Source records
--*--

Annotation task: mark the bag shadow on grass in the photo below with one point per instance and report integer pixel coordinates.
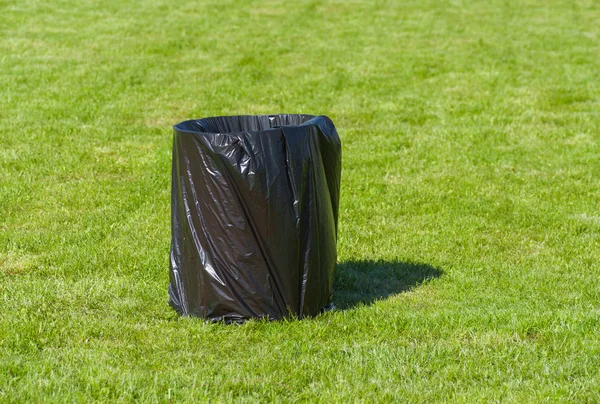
(363, 282)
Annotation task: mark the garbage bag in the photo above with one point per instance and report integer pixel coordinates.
(254, 216)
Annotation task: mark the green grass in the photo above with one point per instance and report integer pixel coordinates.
(469, 241)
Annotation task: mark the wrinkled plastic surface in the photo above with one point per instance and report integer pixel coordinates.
(254, 216)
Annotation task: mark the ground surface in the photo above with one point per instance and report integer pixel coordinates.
(470, 214)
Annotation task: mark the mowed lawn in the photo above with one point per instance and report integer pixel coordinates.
(469, 238)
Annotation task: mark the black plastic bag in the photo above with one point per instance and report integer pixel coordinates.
(254, 216)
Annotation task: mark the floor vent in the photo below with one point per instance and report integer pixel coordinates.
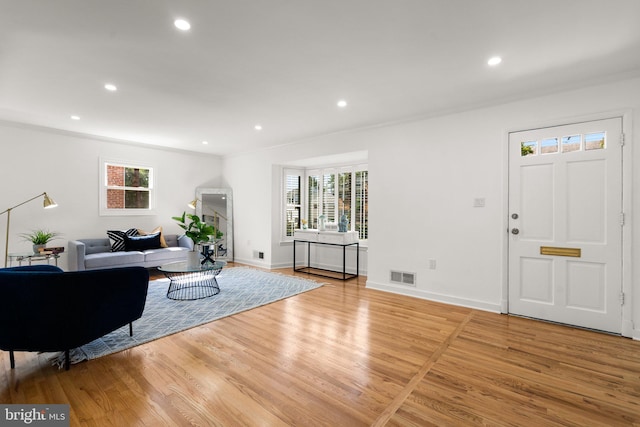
(403, 278)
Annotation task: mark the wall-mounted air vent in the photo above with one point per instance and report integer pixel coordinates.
(403, 278)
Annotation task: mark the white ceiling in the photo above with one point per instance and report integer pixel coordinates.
(285, 63)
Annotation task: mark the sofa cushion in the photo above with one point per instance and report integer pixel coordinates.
(113, 259)
(94, 246)
(142, 243)
(171, 240)
(158, 229)
(166, 254)
(117, 238)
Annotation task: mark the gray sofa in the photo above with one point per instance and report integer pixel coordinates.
(94, 254)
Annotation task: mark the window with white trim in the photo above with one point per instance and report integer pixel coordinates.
(126, 188)
(331, 192)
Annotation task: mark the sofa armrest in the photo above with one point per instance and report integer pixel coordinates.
(185, 242)
(46, 268)
(77, 251)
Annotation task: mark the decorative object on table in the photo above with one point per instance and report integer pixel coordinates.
(48, 203)
(243, 289)
(344, 224)
(331, 226)
(39, 238)
(207, 253)
(321, 222)
(198, 231)
(53, 250)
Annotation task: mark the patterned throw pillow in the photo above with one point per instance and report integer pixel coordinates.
(142, 243)
(116, 237)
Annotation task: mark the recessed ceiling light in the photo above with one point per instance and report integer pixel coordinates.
(182, 24)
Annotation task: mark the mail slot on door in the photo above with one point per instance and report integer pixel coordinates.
(550, 250)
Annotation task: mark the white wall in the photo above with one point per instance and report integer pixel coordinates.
(66, 166)
(424, 177)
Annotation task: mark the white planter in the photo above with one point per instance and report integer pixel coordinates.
(193, 259)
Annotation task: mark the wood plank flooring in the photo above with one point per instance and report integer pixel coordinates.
(344, 355)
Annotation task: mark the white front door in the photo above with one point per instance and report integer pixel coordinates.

--*--

▸ Exercise details
In the entries above, take the line containing "Annotation task: mark the decorative" and each later line through the last, and repeat them exactly. Output nothing else.

▸ Response
Annotation task: mark the decorative object on table in the photo above with one point per instance and report integer pixel coordinates.
(48, 203)
(243, 289)
(344, 224)
(331, 226)
(39, 238)
(207, 253)
(321, 222)
(198, 231)
(53, 250)
Annotation task: mark the patterned throw pillow in the photo above with one point per instance and report integer pixel coordinates.
(142, 243)
(116, 237)
Annotation task: mark the recessed ceiling light in the photo above with one point per instance and report integer pixel coordinates.
(182, 24)
Annotation task: mark the mail slot on door in the photo above with one point per instance and report integer pixel coordinates.
(550, 250)
Annotation task: mark the white wall in the photo above with one point per instance and report integer pixel coordinates.
(66, 166)
(424, 177)
Annotation task: mark the white planter in the photo above with one point per instance and report integer pixel coordinates.
(193, 259)
Annotation task: mark the wood plank flooring in the photo above with one point per instance and report integer pixel coordinates.
(344, 355)
Annotation task: mark the white front door in the photo above with one point per instance and report integer pixel coordinates.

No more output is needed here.